WHAT IS REQUIRED — Repeat the records in full. No pictures belong in the copy.
*** AVAILABLE DATA Section Begins ***
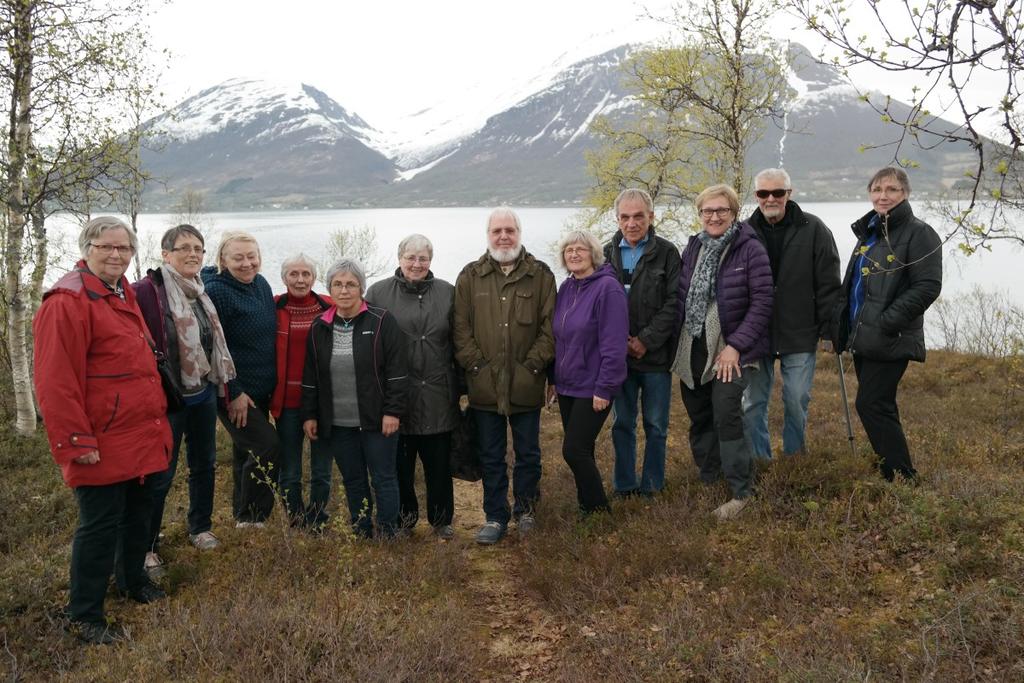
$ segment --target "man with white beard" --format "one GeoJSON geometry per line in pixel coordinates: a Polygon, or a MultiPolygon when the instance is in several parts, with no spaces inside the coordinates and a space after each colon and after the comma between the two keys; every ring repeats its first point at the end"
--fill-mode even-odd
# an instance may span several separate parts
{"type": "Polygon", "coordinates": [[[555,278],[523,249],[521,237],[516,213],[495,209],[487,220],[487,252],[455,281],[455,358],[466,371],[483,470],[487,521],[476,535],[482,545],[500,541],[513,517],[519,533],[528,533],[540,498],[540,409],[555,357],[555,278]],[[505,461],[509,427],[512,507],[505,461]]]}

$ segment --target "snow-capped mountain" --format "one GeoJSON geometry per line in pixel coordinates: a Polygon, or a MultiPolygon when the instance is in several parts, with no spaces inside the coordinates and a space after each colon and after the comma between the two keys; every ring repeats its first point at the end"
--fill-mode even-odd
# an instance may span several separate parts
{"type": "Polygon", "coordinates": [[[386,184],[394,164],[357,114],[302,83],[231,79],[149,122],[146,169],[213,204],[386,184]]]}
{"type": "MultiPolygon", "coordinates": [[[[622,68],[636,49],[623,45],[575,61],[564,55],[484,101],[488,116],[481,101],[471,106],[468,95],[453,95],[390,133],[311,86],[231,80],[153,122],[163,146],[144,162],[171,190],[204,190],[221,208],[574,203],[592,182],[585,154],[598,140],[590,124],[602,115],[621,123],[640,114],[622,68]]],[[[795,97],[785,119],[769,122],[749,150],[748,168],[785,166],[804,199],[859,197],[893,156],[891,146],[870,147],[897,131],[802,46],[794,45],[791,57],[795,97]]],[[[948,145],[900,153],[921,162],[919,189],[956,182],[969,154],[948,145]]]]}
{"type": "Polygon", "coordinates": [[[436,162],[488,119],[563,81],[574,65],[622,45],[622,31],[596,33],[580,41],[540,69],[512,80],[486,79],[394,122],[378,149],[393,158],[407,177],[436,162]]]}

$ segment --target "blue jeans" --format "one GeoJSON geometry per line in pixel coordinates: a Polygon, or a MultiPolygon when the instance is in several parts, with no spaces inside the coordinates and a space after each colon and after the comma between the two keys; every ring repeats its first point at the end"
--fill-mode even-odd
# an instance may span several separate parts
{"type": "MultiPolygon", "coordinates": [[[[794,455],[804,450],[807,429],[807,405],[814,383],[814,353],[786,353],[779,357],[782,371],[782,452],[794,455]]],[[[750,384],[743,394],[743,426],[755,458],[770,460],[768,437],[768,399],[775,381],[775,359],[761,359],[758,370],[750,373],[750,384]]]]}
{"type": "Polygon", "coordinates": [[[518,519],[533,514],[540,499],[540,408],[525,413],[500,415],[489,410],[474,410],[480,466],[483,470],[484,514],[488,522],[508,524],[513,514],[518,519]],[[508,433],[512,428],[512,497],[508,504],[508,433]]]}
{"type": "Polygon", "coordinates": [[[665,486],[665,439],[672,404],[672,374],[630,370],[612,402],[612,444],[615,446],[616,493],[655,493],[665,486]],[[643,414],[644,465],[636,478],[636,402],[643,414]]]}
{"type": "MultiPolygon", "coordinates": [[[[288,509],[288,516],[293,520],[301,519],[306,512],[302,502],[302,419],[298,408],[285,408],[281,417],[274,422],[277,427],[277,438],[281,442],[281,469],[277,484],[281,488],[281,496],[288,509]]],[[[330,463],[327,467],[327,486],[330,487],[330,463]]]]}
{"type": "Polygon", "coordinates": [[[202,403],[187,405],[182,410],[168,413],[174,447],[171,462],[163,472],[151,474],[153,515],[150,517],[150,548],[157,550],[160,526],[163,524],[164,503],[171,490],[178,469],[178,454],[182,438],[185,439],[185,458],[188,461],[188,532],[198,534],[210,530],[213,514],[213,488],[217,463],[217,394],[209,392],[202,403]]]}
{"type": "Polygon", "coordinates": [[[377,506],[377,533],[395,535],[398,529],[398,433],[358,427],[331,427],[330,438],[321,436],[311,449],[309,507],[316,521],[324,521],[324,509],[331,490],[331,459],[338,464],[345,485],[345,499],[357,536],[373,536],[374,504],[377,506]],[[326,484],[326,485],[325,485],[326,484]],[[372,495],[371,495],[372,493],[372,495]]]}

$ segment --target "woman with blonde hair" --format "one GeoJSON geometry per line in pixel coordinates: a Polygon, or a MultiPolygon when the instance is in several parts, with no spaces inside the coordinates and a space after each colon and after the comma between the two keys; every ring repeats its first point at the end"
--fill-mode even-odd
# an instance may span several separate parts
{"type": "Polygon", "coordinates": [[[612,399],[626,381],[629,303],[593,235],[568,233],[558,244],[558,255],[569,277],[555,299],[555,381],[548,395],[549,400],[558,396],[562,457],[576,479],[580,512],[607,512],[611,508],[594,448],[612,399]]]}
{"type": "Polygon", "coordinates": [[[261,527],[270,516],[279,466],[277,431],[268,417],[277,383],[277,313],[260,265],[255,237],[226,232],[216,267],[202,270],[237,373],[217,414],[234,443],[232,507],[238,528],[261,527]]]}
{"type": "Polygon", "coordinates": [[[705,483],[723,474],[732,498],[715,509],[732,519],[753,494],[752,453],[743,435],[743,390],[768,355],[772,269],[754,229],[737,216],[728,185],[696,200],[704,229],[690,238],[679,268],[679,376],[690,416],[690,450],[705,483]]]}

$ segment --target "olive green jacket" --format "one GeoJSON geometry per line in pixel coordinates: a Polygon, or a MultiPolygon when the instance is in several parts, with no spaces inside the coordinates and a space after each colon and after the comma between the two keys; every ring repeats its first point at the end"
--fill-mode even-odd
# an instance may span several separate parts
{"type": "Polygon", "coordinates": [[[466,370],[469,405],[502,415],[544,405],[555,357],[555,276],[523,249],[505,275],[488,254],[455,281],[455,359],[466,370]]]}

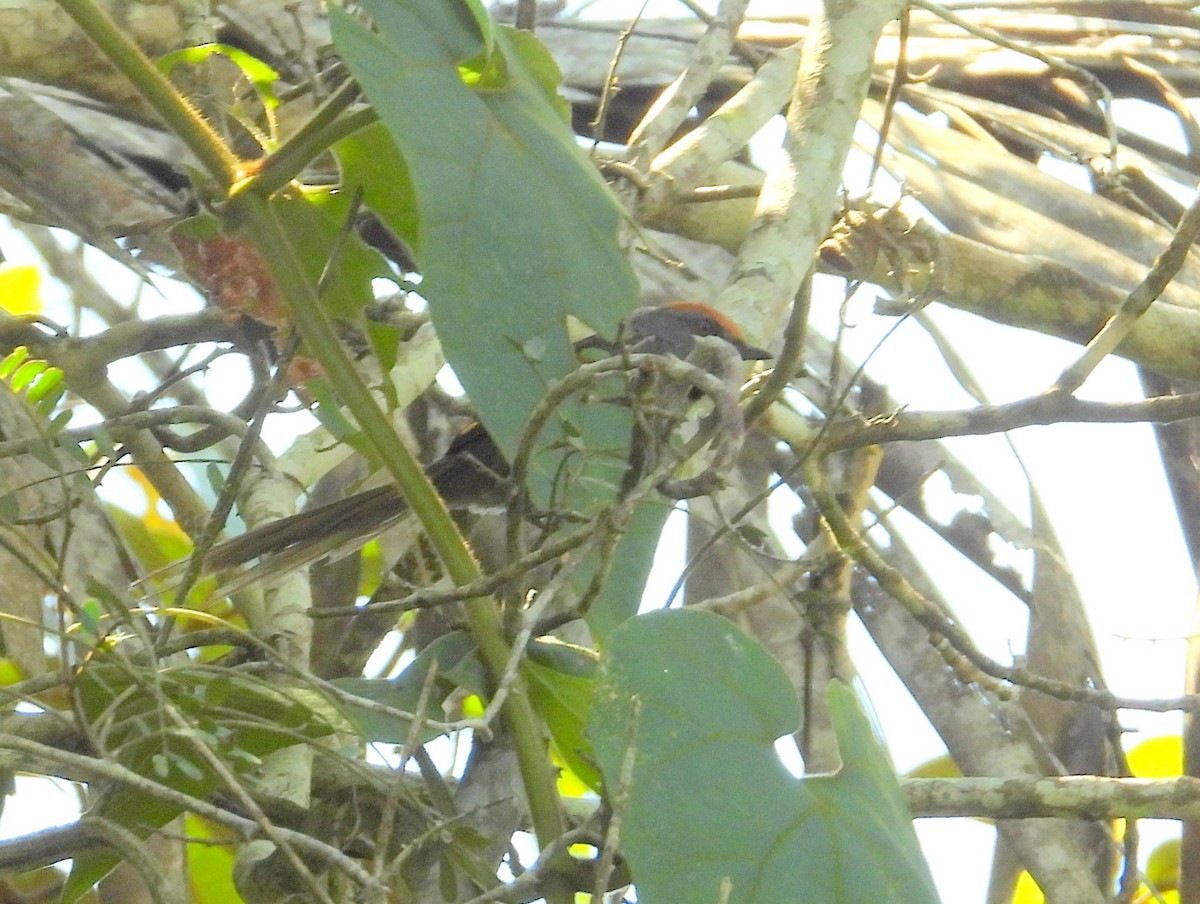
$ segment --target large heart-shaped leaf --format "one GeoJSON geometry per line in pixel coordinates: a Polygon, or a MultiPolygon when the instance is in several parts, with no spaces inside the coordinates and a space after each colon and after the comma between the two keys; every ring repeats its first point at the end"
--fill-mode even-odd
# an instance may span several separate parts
*** AVAILABLE DATA Section Ends ***
RESPONSE FOR THIS EXERCISE —
$ segment --target "man with white beard" --format "one GeoJSON geometry per line in pixel coordinates: a Polygon, or a MultiPolygon when the instance is in several parts, with no spaces inside the coordinates and a space after each colon and after the comma between the two keys; every ring repeats its first point at the end"
--fill-mode even-odd
# an instance may span several separate parts
{"type": "Polygon", "coordinates": [[[555,278],[523,249],[521,237],[516,213],[495,209],[487,220],[487,252],[455,281],[455,358],[466,371],[483,470],[487,521],[476,535],[482,545],[500,541],[513,517],[519,533],[528,533],[540,498],[540,409],[555,357],[555,278]],[[505,461],[509,427],[512,507],[505,461]]]}

$ segment --target "snow-capped mountain" --format "one GeoJSON geometry per line in pixel coordinates: a Polygon, or a MultiPolygon when the instance is in several parts, with no spaces inside the coordinates and a space after each colon and after the comma between the two keys; every ring repeats its first point at the end"
--fill-mode even-odd
# an instance may span several separate parts
{"type": "Polygon", "coordinates": [[[386,184],[394,164],[357,114],[302,83],[231,79],[149,122],[146,169],[213,204],[386,184]]]}
{"type": "MultiPolygon", "coordinates": [[[[622,68],[636,49],[623,45],[575,61],[564,55],[484,101],[488,116],[481,101],[471,106],[468,95],[453,95],[390,133],[311,86],[231,80],[153,122],[163,146],[144,162],[171,190],[204,190],[221,208],[574,203],[592,182],[585,154],[598,140],[590,124],[602,115],[621,123],[640,114],[622,68]]],[[[795,97],[785,119],[769,122],[749,150],[748,168],[785,166],[804,199],[859,197],[893,156],[891,146],[870,147],[897,131],[802,46],[794,45],[791,57],[795,97]]],[[[948,145],[900,153],[921,162],[919,189],[956,182],[969,154],[948,145]]]]}
{"type": "Polygon", "coordinates": [[[436,162],[488,119],[563,81],[574,65],[622,45],[622,31],[596,33],[580,41],[540,69],[512,80],[486,79],[394,122],[378,149],[393,158],[407,177],[436,162]]]}

$ segment --target "blue jeans" --format "one GeoJSON geometry per line in pixel coordinates: a Polygon, or a MultiPolygon when the instance is in several parts, with no spaces inside the coordinates and a space after each colon and after the comma between the two keys; every ring repeats its first point at the end"
--fill-mode even-odd
# an instance may span several separate parts
{"type": "MultiPolygon", "coordinates": [[[[794,455],[804,450],[807,429],[807,405],[814,383],[814,353],[786,353],[779,357],[782,371],[782,452],[794,455]]],[[[750,384],[743,394],[743,426],[755,458],[770,460],[768,437],[768,399],[775,381],[775,359],[761,359],[758,370],[750,373],[750,384]]]]}
{"type": "Polygon", "coordinates": [[[518,519],[533,514],[540,499],[540,408],[525,413],[500,415],[489,410],[474,410],[480,466],[483,470],[484,514],[488,522],[508,524],[513,514],[518,519]],[[508,433],[512,428],[512,497],[508,504],[508,433]]]}
{"type": "Polygon", "coordinates": [[[665,486],[665,439],[672,404],[672,374],[630,370],[612,402],[612,444],[615,446],[616,493],[655,493],[665,486]],[[643,414],[644,465],[636,478],[636,402],[643,414]]]}
{"type": "MultiPolygon", "coordinates": [[[[288,509],[288,516],[293,520],[301,519],[306,512],[302,502],[302,419],[298,408],[285,408],[281,417],[274,422],[277,427],[277,438],[281,442],[281,469],[277,484],[281,488],[281,496],[288,509]]],[[[330,463],[327,467],[327,486],[330,487],[330,463]]]]}
{"type": "Polygon", "coordinates": [[[202,403],[187,405],[182,410],[168,413],[174,447],[171,462],[163,472],[151,474],[153,515],[150,517],[150,548],[157,550],[160,526],[163,524],[164,503],[171,490],[178,469],[178,454],[182,438],[185,439],[185,458],[188,461],[188,532],[198,534],[210,530],[213,514],[213,488],[217,463],[217,394],[209,392],[202,403]]]}
{"type": "Polygon", "coordinates": [[[377,506],[377,533],[395,535],[398,529],[398,433],[358,427],[331,427],[330,438],[321,436],[311,449],[309,507],[316,521],[324,521],[324,509],[331,490],[331,459],[338,464],[345,485],[345,499],[357,536],[373,536],[374,504],[377,506]],[[326,484],[326,485],[325,485],[326,484]],[[372,495],[371,495],[372,493],[372,495]]]}

$ segment --target "woman with blonde hair" --format "one GeoJSON geometry per line in pixel coordinates: a Polygon, or a MultiPolygon when the instance is in several parts, with no spaces inside the coordinates and a space after each colon and after the comma between the two keys; every ring repeats its first point at the end"
--fill-mode even-odd
# an instance may span several separate parts
{"type": "Polygon", "coordinates": [[[612,399],[626,381],[629,303],[593,235],[568,233],[558,244],[558,255],[569,277],[555,299],[555,381],[548,395],[549,400],[558,396],[562,457],[576,479],[580,512],[607,512],[611,508],[594,448],[612,399]]]}
{"type": "Polygon", "coordinates": [[[261,527],[270,516],[279,466],[277,431],[268,417],[277,383],[277,313],[260,265],[255,237],[226,232],[216,267],[202,270],[237,373],[217,414],[234,443],[232,507],[238,528],[261,527]]]}
{"type": "Polygon", "coordinates": [[[705,483],[723,474],[732,498],[715,509],[732,519],[753,494],[752,453],[743,435],[743,390],[768,355],[772,269],[754,229],[737,216],[728,185],[696,200],[704,229],[690,238],[679,268],[679,376],[690,416],[690,450],[705,483]]]}

$ segment --target "olive green jacket" --format "one GeoJSON geometry per line in pixel coordinates: a Polygon, or a MultiPolygon when the instance is in several parts, with no spaces inside the coordinates and a space after each colon and after the comma between the two keys; every ring repeats its first point at the end"
--fill-mode even-odd
# an instance may span several separate parts
{"type": "Polygon", "coordinates": [[[466,370],[469,405],[502,415],[544,405],[555,357],[555,276],[523,249],[505,275],[488,254],[455,281],[455,359],[466,370]]]}

$ segment --target large heart-shaped leaf --format "one GeoJSON geometry per line in pixel coordinates: a Polygon, or a MultiPolygon when the instance is in several parts, with no spaces inside the coordinates and a space after each colon and after the comma between the two keys; every ring repeats its first point at the end"
--fill-mode even-odd
# an instance may span several separate parts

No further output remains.